# YOUR OBJECTIVE
List each line of the items below that contains the string "tennis", copying every such line in full. Matching is case-sensitive.

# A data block
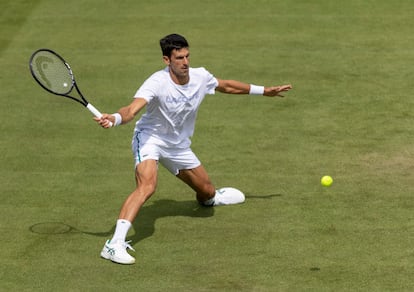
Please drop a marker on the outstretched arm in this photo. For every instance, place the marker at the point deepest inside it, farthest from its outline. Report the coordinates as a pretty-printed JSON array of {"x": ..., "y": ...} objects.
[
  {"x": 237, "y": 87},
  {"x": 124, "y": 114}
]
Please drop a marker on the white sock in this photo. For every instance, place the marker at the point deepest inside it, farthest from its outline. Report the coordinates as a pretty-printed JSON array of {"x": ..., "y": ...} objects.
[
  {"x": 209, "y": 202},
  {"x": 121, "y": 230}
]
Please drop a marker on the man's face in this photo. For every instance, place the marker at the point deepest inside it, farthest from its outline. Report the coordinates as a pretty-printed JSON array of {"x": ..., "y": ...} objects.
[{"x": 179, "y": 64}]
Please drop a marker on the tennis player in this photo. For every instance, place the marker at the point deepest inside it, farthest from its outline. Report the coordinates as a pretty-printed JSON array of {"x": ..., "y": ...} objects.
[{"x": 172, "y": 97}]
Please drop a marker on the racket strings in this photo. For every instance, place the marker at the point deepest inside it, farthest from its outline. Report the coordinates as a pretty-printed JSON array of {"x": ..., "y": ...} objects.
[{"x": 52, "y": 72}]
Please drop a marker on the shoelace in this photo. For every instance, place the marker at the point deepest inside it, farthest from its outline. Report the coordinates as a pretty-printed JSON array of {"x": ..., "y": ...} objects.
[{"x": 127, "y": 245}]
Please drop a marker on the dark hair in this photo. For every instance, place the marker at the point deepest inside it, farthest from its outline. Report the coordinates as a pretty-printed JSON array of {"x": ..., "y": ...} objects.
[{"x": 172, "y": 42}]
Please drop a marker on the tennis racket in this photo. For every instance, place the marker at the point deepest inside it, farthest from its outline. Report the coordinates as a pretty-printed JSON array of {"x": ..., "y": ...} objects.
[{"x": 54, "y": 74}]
* * *
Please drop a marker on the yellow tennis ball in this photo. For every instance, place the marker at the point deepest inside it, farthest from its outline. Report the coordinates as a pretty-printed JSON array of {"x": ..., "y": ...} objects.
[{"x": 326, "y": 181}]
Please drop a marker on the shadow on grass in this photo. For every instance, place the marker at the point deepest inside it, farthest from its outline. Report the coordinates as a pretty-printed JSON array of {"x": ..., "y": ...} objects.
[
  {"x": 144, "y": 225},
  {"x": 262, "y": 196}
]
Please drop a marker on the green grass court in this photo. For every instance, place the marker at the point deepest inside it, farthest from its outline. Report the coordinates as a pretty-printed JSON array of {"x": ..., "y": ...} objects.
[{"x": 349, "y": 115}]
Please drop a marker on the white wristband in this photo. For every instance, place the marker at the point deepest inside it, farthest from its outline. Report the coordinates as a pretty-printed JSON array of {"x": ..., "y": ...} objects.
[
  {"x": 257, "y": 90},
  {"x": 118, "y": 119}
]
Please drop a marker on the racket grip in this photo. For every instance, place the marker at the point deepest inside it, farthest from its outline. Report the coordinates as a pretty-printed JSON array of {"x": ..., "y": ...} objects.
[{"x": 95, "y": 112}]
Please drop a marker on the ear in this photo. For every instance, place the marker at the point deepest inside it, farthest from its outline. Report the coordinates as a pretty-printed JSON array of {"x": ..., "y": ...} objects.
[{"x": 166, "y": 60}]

# RESULT
Please drop a marker on the tennis player in this photo. For every instance, place the marker at the point deepest inside it, farthest from its outline. Report the coordinates as a pretty-printed JSON array of {"x": ..., "y": ...} objects.
Please drop a marker on the tennis racket in this photo. For every instance, place the marker at the point deepest inside it, farthest from its outline. Report the coordinates as a pretty-printed JSON array of {"x": ..., "y": ...} objects.
Please drop a marker on the yellow tennis ball in this photo. For every instance, place the marker at the point deepest inside it, farthest from its outline. Report the coordinates as a pretty-printed JSON array of {"x": ..., "y": ...} objects.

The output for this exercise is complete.